-- BEGIN DATA EXTRACT --

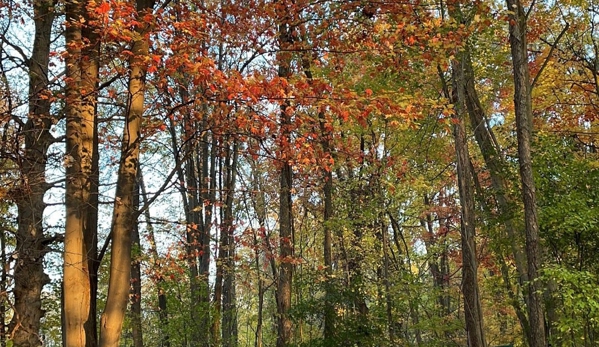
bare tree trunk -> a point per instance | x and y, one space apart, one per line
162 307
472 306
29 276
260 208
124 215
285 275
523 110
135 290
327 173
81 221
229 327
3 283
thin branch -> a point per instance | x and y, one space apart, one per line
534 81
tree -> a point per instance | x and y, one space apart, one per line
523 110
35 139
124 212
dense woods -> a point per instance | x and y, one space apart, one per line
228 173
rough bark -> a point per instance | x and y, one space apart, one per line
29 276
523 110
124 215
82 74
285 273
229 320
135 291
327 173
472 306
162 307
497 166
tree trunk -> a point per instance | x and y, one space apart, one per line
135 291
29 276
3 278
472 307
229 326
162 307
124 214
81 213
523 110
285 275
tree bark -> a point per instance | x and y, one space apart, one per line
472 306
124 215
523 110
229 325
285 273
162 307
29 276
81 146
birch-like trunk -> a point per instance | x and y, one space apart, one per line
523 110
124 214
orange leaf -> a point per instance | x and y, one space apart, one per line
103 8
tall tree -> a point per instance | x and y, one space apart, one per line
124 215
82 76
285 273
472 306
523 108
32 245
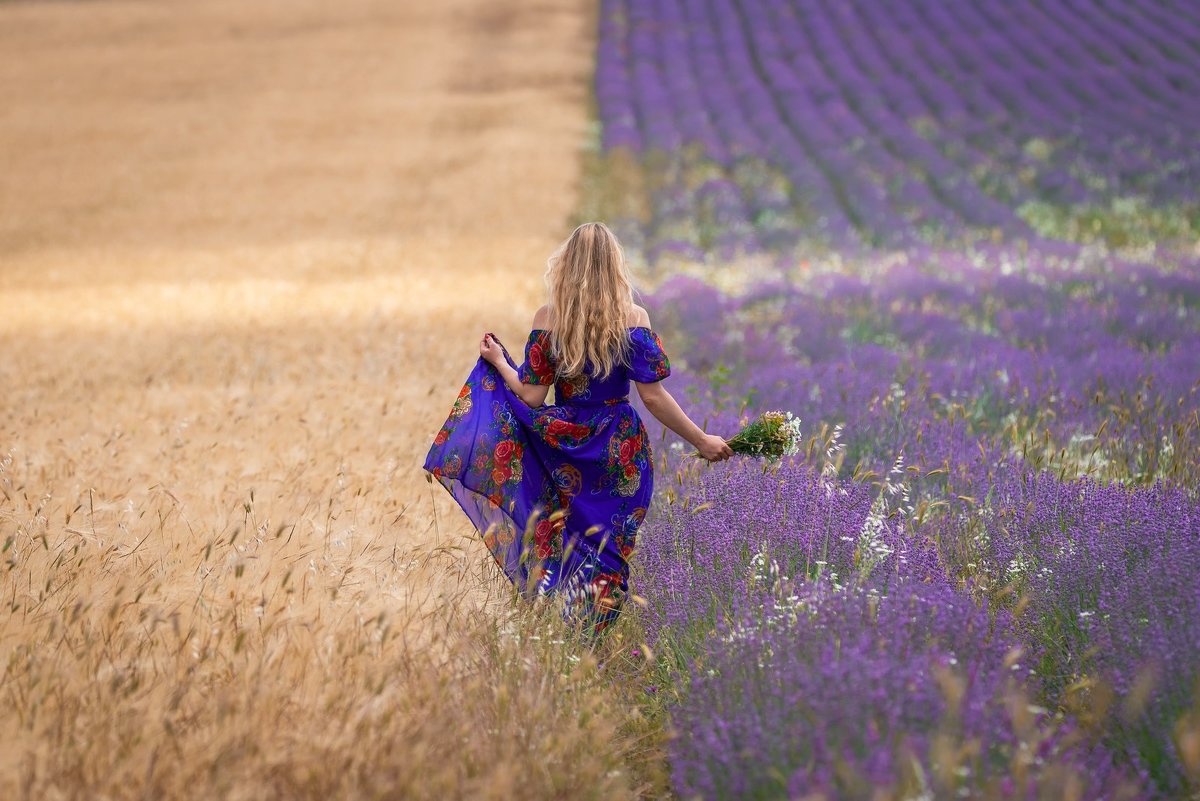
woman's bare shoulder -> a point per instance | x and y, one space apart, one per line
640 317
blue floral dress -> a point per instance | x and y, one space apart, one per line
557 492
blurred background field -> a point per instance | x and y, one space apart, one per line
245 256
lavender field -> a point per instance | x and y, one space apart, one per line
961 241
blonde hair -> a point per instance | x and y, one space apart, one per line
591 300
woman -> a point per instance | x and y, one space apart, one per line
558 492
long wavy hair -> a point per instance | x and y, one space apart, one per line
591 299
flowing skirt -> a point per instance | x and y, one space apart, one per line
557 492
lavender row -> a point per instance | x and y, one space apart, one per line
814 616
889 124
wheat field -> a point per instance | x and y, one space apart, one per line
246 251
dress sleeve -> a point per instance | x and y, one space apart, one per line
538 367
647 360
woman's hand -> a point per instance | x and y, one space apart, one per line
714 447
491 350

-- END DATA EXTRACT --
-- BEGIN DATA EXTRACT --

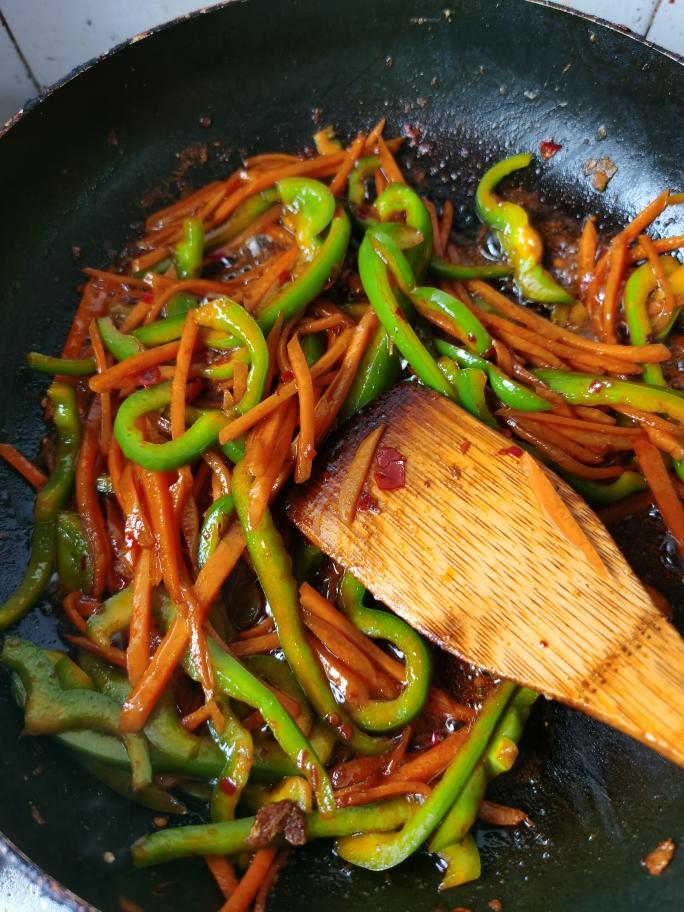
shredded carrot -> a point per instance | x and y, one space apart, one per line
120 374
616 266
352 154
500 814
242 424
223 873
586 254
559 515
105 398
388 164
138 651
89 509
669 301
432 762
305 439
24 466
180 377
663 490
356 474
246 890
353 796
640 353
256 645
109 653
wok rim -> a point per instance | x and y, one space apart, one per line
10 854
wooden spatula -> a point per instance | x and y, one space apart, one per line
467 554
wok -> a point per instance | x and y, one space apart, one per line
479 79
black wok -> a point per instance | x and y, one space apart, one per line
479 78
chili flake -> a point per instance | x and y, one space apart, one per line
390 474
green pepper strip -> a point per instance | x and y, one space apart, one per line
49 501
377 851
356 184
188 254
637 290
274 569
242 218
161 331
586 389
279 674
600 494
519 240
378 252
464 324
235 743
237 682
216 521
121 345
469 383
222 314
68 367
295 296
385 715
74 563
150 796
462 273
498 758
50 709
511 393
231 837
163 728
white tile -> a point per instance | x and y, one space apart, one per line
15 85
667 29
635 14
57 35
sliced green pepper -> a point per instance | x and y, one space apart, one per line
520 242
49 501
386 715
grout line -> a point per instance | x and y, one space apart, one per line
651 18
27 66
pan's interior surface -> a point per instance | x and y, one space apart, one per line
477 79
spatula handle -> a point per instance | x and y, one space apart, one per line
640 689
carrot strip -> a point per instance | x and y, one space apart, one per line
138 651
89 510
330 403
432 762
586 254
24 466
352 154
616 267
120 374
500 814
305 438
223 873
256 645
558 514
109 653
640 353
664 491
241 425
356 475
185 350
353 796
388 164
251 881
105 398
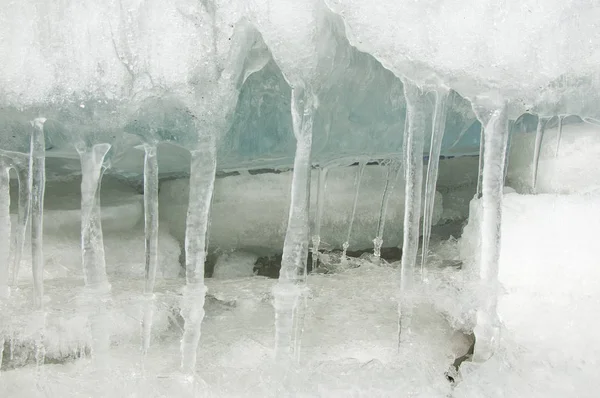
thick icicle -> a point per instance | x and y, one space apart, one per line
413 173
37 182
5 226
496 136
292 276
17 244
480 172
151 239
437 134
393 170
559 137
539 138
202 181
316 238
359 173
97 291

-- END DATA EXTRACT --
-- BEGIN DATA EXTRACT --

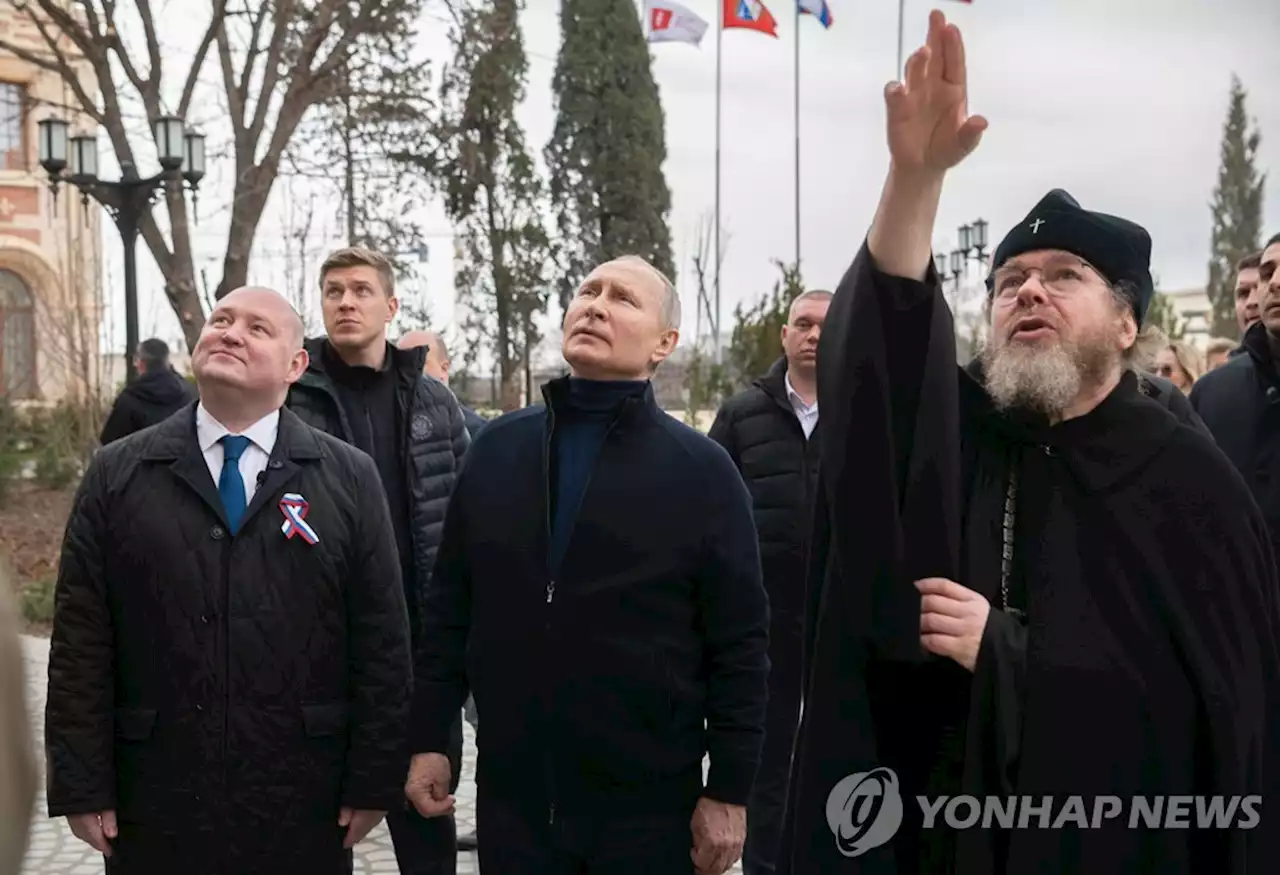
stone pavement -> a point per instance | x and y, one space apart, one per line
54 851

-- END DATA EXTRACT --

# [REQUEST]
Pick out every row above that contains the string "pepper" and copy each one in full. Case counts.

# [ANSWER TO THIS TASK]
green pepper strip -> a point per instance | x and y, one space apart, one per line
sliced green pepper -> a point per instance | x and y, one space apart, one per line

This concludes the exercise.